**Selected extract**.

Did you know that the EU sets the rules on its budget every 7 years? The last time this was done was in 2013, when the EU set the rules for its budgets until 2020.
Since 2013 the world has changed and we have seen many unexpected challenges, like the current global refugee crisis. When the EU planned its budget in 2013 it was impossible to predict the extra funds that are needed to face today´s crises. And now, this planned budget is no longer enough.
Vulnerable people are being forced to leave their homes to escape violence and instability. Although Europe has seen a big surge in refugees arriving at its shores, the vast majority of refugees actually live in developing countries. It is incredibly important that all refugees receive the protection and basic services they need, wherever they are.
At the same time, we can’t lose ground on the great progress made thanks to European development programmes. For example, from 2013-14 alone, European taxpayers helped get more than 29 million children into school, immunise more than 1 million one-year-olds and distribute more than 150 million bed nets.

**Dataset extract**.

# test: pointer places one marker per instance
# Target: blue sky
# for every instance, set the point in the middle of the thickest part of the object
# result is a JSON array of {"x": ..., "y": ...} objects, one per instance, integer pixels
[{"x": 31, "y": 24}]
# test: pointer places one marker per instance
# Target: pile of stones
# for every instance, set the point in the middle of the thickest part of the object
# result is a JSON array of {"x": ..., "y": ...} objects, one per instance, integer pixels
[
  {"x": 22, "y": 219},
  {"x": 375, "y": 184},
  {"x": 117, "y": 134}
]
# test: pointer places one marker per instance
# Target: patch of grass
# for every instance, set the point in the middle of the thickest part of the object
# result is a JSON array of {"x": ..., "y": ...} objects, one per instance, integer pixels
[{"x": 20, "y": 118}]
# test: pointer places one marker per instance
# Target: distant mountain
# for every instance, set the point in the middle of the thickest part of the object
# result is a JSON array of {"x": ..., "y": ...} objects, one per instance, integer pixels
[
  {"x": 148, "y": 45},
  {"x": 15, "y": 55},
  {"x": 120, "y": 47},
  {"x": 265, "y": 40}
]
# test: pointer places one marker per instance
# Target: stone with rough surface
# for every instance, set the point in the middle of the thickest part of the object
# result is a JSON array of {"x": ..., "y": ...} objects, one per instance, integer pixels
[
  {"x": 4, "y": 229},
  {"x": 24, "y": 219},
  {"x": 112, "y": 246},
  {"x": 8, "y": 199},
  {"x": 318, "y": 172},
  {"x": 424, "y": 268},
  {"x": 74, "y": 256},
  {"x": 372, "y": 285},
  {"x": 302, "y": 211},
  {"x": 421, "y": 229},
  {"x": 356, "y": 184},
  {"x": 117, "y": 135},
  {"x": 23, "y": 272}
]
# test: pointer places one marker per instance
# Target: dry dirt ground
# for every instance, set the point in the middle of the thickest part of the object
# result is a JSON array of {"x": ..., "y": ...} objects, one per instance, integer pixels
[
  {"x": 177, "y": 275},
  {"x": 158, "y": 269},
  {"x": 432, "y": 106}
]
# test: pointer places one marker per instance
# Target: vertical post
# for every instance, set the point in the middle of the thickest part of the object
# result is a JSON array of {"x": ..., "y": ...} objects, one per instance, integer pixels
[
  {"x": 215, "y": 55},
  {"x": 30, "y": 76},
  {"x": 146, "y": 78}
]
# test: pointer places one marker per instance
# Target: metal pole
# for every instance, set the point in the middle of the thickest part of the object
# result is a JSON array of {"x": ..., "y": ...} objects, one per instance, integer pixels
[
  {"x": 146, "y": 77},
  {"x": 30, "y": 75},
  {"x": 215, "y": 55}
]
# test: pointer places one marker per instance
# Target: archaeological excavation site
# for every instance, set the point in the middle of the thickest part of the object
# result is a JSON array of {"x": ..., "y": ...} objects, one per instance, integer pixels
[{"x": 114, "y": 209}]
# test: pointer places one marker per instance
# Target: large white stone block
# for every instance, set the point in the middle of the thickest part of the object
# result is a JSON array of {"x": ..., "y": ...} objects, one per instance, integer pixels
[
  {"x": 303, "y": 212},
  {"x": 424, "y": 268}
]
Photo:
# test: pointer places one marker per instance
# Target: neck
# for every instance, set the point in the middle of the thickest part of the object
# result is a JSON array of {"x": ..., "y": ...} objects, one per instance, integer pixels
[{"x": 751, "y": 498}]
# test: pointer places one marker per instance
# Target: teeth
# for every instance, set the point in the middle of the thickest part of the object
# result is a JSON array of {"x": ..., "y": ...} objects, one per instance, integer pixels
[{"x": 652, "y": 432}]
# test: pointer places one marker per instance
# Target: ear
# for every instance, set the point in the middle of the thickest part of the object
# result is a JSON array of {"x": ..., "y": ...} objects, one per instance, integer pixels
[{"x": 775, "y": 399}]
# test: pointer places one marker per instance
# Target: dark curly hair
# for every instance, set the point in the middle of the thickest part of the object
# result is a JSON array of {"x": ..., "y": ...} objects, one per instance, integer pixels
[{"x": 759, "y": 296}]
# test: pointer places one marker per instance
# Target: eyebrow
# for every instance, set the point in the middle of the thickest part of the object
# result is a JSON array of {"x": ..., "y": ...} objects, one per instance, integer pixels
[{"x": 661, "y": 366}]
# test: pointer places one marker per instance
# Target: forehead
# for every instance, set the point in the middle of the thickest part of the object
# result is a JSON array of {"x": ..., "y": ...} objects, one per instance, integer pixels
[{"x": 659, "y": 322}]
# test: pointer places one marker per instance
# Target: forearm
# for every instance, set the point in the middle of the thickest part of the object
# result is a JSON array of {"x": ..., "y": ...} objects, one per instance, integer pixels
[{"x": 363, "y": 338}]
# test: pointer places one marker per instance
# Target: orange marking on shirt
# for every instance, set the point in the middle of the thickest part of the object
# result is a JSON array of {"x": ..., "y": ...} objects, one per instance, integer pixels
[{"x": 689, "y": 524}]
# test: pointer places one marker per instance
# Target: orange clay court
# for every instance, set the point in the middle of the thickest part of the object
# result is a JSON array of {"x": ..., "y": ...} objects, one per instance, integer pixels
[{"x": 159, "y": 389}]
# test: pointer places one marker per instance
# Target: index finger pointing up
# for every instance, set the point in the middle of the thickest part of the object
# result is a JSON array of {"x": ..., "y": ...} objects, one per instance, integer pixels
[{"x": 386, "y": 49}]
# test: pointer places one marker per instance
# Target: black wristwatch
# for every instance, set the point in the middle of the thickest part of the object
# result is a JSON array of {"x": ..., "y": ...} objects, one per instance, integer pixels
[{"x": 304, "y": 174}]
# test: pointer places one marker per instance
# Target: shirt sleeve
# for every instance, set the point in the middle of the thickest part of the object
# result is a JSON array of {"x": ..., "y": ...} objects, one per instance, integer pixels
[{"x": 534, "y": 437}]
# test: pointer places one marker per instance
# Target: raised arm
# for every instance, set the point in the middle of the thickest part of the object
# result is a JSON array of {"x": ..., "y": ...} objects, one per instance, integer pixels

**Exercise requirements**.
• a. Copy the passage on the EU budget from "Did you know" up to and including "no longer enough.".
• b. Answer these questions using the passage on the EU budget:
(i) In what year did the EU last set the rules for its budgets?
(ii) Where do the vast majority of refugees live?
(iii) From 2013-14, how many children did European taxpayers help get into school?
• c. Go on with the passage on the EU budget, starting after its last sentence.

**Task-by-task outputs**.
• a.
Did you know that the EU sets the rules on its budget every 7 years? The last time this was done was in 2013, when the EU set the rules for its budgets until 2020.
Since 2013 the world has changed and we have seen many unexpected challenges, like the current global refugee crisis. When the EU planned its budget in 2013 it was impossible to predict the extra funds that are needed to face today´s crises. And now, this planned budget is no longer enough.

• b.
(i) 2013
(ii) In developing countries
(iii) More than 29 million

• c.
Just last year world leaders agreed to the Global Goals and committed to eradicate poverty by 2030. In order to keep those promises, the EU needs to make sure aid is focused on fighting extreme poverty, especially in the poorest countries.
The EU should remain a safe haven for refugees and must continue to support their needs, but this cannot come at the expense of the world’s poorest. To meet the needs of refugees while ensuring it fulfills its promise to end extreme poverty by 2030, Europe therefore needs to find additional resources.
The good news is that doing both can serve as a vaccine to future crises. By lifting people out of extreme poverty and building stability in the poorest countries, we can prevent others from being forced to flee insecurity and destitution in future.